= GIVEN PROBLEM =
Repeat the forum thread word for word between "You say you" and "to do this?", inclusive.

= QUOTED TEXT =
# # # # # # #
That's ok. Read through that thread and ask if there's something you don't understand.

How's your boyfriend doing?


----------



## Patnono (Jan 19, 2020)

RadishRose said:


> That's ok. Read through that thread and ask if there's something you don't understand.
> 
> How's your boyfriend doing?



I appreciate your support, he’s ok thanks for asking


----------



## pleinmont (Jan 20, 2020)

As well as our three birth daughters, we have two adopted sons, the older one, now 47, has moderate learning difficulties, the younger one, nearly 35, has Down's Syndrome. The older one is in sheltered housing, the younger one is in an excellent care home where he is very happy.


----------



## Patnono (Jan 20, 2020)

pleinmont said:


> As well as our three birth daughters, we have two adopted sons, the older one, now 47, has moderate learning difficulties, the younger one, nearly 35, has Down's Syndrome. The older one is in sheltered housing, the younger one is in an excellent care home where he is very happy.



Thanks for sharing, it’s that she’s out in the real world and makes mistakes that I end up having to help fix. This is very stressful for me don’t know what’s coming?  People give her incorrect information sometimes


----------



## StarSong (Jan 20, 2020)

I guess the pressing question here is, *what is the long-term plan?* None of us can count on sufficiently good health to lend assistance to another, and we sure don't live forever.

How is this daughter going to survive without your help, and what are you doing now to transition her to that eventuality? Will her sister pick up the burden of her care? 

You say you don't give her money - how are she and her child surviving in So Cal on part-time work? Are you picking up all the rent? What will happen to them when you are no longer able to do this?

IMHO it's well past time to work with government agencies to see if she can qualify for Section 8 housing, a group home, or another safety net. I know you don't want to imagine that she'll end up homeless, but that's what's happening to a lot of people in her situation who haven't set things up in advance. They're one disaster away from eviction and living on the streets. Sorry to say, your daughter appears to be in that very situation right now.
# # # # # # #
= PROVIDED INFORMATION =

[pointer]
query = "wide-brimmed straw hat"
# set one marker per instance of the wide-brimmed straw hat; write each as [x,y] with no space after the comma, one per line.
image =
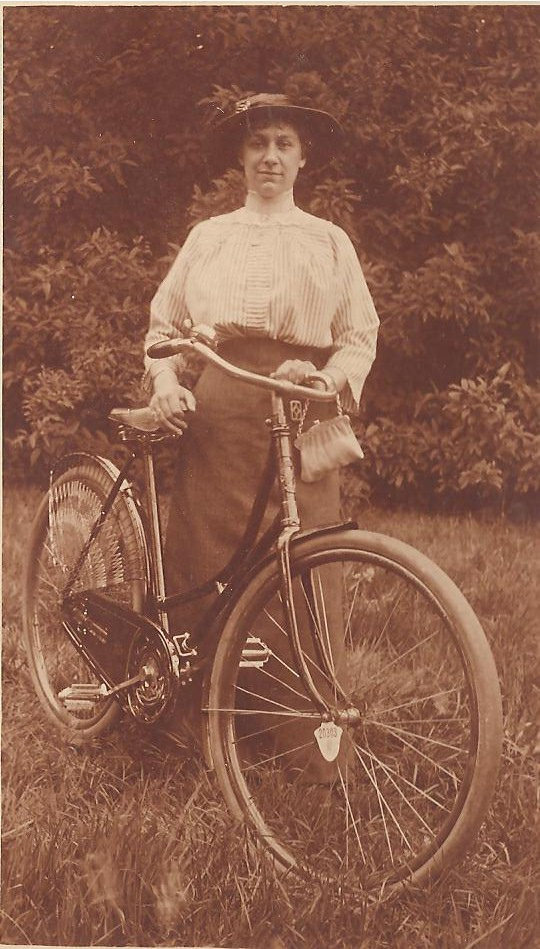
[322,131]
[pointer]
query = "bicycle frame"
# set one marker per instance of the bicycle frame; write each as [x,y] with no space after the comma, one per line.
[250,554]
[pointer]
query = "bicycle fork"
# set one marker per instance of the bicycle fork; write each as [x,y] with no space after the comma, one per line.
[290,526]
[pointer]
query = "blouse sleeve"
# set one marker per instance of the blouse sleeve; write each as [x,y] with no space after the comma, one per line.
[168,310]
[355,323]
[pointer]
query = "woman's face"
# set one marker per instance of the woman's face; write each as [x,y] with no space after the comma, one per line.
[271,157]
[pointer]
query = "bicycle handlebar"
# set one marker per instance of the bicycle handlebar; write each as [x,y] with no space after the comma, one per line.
[171,347]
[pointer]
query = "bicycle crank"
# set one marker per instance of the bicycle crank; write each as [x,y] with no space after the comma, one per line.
[131,655]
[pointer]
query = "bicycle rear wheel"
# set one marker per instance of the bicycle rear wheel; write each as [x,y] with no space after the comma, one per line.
[116,565]
[409,679]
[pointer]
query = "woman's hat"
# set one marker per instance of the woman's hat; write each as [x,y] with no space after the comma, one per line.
[321,129]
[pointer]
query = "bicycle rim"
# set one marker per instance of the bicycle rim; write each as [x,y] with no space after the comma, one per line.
[115,565]
[409,779]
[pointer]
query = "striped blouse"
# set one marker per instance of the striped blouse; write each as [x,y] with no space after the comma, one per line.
[288,276]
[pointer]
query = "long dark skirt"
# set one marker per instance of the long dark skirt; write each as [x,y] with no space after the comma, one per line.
[221,460]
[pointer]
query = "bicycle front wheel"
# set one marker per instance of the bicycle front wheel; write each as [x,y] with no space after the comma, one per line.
[116,565]
[392,781]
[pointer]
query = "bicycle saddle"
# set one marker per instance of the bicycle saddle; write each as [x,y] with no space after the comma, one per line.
[143,420]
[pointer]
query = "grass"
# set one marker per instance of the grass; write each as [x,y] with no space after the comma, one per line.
[126,841]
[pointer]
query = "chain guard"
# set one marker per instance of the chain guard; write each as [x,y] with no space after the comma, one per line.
[117,643]
[156,695]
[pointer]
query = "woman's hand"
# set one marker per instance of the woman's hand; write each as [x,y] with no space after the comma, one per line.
[170,402]
[294,370]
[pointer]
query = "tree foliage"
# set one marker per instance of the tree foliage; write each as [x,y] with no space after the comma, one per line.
[106,168]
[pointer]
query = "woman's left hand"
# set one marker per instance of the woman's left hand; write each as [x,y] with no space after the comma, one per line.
[295,370]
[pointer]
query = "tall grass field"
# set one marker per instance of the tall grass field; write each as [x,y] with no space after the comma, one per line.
[126,842]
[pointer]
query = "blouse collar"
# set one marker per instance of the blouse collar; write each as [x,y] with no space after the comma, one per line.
[279,212]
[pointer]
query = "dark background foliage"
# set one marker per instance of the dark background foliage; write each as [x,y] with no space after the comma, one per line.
[106,169]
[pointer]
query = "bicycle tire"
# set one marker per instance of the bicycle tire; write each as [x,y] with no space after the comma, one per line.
[413,779]
[116,565]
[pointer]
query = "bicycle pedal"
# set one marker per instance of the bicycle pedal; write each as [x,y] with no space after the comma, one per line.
[255,653]
[81,696]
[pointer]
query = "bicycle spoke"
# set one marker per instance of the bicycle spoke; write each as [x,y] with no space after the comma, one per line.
[349,617]
[382,800]
[250,711]
[280,754]
[327,635]
[405,780]
[405,731]
[400,792]
[383,672]
[264,698]
[263,731]
[351,815]
[432,761]
[421,698]
[285,684]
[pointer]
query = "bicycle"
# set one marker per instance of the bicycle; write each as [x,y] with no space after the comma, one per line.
[404,714]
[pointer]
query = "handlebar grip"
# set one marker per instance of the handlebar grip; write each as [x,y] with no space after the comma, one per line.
[166,347]
[171,347]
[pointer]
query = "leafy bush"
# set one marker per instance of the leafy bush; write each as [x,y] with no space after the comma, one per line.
[106,112]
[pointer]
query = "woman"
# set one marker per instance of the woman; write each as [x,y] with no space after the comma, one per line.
[286,294]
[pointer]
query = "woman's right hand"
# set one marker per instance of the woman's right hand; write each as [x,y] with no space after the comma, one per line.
[170,402]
# # # # # # #
= REPLY =
You say you don't give her money - how are she and her child surviving in So Cal on part-time work? Are you picking up all the rent? What will happen to them when you are no longer able to do this?